Instructions to follow.
Could you format the lines of the items below, from the line containing "Task: put a point on every instance of the thyme" through the last line of the items, as a numbered list with blank lines omitted?
====== Listed records
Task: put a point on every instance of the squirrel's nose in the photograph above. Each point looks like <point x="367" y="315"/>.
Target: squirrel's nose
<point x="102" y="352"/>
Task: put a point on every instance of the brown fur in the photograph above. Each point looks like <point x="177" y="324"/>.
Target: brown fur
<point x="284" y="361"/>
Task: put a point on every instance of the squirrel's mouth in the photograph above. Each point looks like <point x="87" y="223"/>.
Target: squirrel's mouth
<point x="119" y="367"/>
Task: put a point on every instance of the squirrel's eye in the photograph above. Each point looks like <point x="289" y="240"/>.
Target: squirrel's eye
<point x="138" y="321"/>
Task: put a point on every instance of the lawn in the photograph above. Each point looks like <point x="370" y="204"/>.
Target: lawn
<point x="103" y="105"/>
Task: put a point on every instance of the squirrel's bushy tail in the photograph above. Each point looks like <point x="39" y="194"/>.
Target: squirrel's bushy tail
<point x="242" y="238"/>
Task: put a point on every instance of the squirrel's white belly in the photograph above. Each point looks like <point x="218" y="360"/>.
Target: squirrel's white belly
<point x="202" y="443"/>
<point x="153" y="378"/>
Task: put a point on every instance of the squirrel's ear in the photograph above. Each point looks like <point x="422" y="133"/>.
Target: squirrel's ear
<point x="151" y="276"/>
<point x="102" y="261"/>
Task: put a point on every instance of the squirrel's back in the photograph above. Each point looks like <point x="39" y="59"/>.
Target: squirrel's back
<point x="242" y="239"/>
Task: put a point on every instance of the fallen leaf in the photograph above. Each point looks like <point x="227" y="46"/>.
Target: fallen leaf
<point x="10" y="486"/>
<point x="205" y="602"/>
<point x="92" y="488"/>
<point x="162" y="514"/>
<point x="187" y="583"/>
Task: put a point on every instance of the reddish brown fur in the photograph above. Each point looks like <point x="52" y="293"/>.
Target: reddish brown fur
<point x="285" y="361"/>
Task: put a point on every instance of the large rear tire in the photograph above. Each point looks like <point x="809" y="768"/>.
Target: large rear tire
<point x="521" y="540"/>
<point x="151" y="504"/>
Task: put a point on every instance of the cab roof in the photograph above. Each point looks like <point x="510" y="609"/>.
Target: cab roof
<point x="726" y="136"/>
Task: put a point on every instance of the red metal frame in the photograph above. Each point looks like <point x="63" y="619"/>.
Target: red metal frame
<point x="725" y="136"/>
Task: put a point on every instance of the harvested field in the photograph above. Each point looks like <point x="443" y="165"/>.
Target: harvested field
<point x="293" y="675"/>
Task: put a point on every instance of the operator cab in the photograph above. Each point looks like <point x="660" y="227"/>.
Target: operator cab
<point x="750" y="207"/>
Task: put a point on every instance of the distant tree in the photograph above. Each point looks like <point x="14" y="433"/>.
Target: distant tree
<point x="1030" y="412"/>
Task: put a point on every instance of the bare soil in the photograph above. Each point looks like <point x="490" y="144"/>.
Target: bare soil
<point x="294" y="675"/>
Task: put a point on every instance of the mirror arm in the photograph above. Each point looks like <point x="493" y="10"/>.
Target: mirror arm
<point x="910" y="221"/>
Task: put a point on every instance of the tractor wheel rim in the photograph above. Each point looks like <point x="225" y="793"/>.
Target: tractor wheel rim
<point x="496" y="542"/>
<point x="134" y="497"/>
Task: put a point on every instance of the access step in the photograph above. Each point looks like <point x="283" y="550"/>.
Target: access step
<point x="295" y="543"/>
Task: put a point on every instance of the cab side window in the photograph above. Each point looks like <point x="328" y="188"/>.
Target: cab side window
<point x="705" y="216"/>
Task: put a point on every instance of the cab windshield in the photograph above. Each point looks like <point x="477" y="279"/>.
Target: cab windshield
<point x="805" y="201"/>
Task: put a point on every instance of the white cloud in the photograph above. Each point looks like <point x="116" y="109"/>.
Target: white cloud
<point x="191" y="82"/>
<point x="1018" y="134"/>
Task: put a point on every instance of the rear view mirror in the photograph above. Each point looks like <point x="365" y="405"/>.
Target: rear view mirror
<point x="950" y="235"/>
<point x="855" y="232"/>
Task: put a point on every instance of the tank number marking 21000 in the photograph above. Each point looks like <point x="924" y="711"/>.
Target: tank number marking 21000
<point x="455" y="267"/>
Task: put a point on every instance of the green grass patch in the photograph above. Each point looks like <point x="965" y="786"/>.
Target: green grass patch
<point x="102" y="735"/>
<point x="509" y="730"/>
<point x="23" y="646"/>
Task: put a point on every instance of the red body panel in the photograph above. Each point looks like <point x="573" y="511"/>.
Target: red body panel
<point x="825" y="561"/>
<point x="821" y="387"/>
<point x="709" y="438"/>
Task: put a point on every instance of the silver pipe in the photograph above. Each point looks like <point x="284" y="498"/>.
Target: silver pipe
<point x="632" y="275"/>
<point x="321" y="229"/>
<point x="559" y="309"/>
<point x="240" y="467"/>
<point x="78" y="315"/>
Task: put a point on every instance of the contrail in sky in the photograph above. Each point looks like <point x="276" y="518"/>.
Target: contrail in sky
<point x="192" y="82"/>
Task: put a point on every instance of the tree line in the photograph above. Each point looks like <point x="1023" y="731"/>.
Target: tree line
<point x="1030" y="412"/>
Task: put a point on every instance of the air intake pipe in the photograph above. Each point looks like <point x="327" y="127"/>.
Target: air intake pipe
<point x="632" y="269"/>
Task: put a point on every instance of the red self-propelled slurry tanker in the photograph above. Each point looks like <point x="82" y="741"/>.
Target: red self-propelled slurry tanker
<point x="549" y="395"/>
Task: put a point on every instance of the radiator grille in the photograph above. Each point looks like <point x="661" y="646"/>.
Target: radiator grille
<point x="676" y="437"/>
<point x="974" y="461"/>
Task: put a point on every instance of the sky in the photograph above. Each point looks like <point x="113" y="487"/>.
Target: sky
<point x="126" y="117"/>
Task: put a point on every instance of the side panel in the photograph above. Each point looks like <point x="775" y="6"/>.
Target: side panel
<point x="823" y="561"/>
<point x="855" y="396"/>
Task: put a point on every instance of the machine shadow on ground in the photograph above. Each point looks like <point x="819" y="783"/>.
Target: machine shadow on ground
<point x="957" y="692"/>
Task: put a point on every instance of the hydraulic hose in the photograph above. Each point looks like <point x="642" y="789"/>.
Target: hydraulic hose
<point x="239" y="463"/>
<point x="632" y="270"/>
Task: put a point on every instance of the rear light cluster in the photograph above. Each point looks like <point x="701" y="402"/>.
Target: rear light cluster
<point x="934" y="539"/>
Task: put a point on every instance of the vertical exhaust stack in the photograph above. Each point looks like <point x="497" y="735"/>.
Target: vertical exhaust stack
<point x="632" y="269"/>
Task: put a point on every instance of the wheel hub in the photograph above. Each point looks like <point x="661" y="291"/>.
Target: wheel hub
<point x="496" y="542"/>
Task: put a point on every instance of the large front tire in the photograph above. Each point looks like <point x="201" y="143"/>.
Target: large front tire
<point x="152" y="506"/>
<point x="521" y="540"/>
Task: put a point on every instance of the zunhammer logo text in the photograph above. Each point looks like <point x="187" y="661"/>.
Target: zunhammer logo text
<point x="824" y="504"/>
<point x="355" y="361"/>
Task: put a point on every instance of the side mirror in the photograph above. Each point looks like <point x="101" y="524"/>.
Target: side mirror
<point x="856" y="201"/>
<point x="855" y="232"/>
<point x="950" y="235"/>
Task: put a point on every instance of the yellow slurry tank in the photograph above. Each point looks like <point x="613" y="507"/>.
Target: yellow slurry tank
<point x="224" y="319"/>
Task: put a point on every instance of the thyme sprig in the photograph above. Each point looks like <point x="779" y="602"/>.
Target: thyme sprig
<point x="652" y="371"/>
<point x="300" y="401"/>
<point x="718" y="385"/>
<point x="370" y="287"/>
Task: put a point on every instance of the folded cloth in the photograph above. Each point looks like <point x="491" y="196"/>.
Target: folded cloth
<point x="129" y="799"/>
============
Correct result.
1. Task: put a point on every instance of the thyme sprig in the photograph above. Each point looks like <point x="779" y="602"/>.
2. Target: thyme sprig
3. <point x="652" y="371"/>
4. <point x="300" y="401"/>
5. <point x="718" y="385"/>
6. <point x="370" y="287"/>
7. Task: put a point on every instance of the folded cloth in the photograph above. Each point looks like <point x="491" y="196"/>.
8. Target: folded cloth
9. <point x="129" y="799"/>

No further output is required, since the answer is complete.